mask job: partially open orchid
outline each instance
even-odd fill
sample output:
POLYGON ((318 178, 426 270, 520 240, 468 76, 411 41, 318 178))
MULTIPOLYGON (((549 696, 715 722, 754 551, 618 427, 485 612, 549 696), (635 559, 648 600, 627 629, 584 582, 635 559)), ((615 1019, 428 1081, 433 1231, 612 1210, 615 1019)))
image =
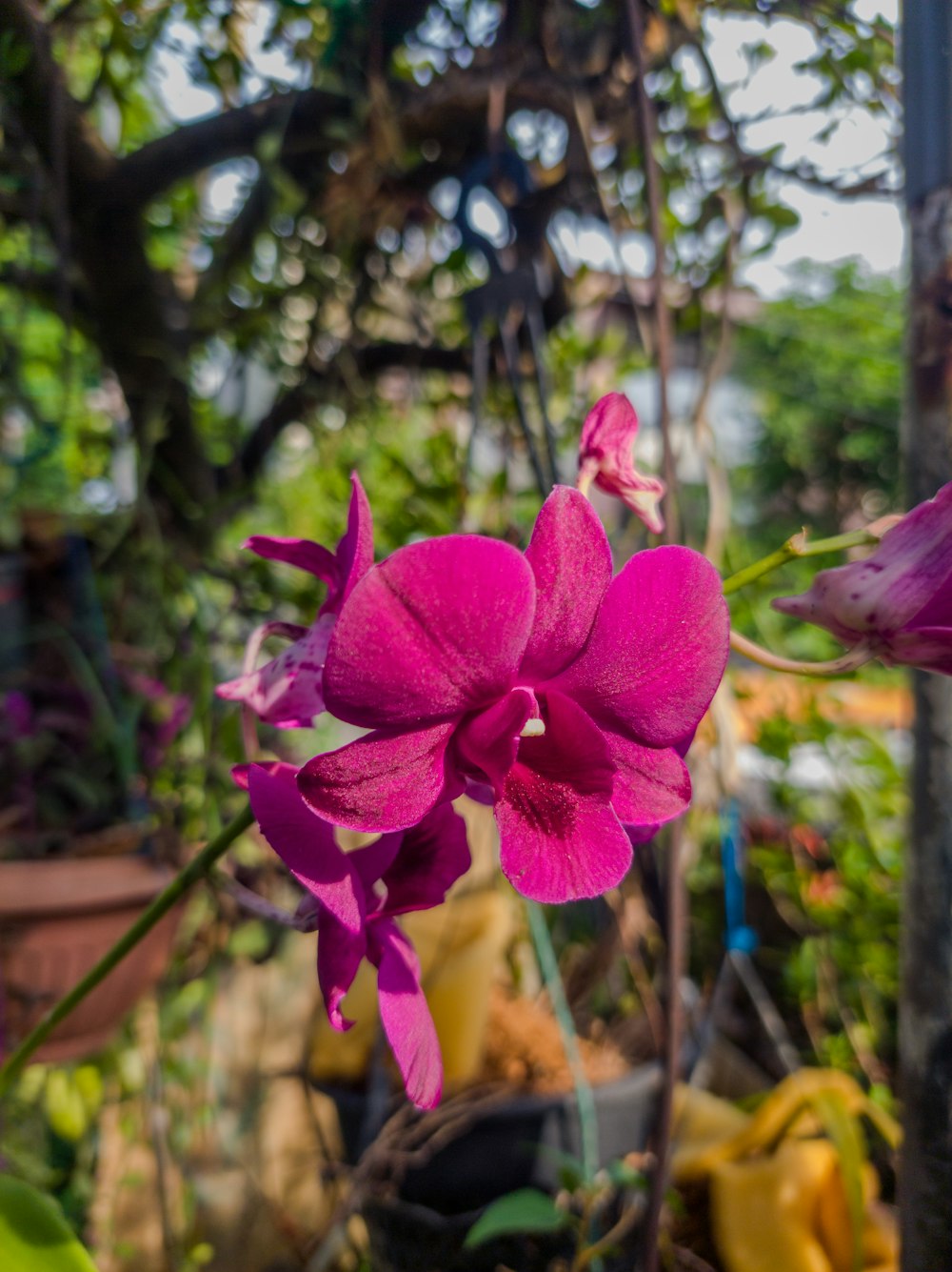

◆ **WHAT TO DO**
Recast every line of the rows above as a numbered list, skipping blank lines and omitting the pictures.

◆ **RESULT**
1. mask job: partially open orchid
2. outline each instance
3. even-odd fill
4. sample output:
5. POLYGON ((318 178, 426 270, 520 240, 468 76, 411 41, 318 178))
6. MULTIPOLYGON (((549 696, 715 722, 754 551, 618 427, 485 612, 549 696), (635 559, 648 600, 627 629, 584 582, 635 559)), ((615 1019, 428 1081, 433 1231, 612 1210, 615 1019)))
7. image =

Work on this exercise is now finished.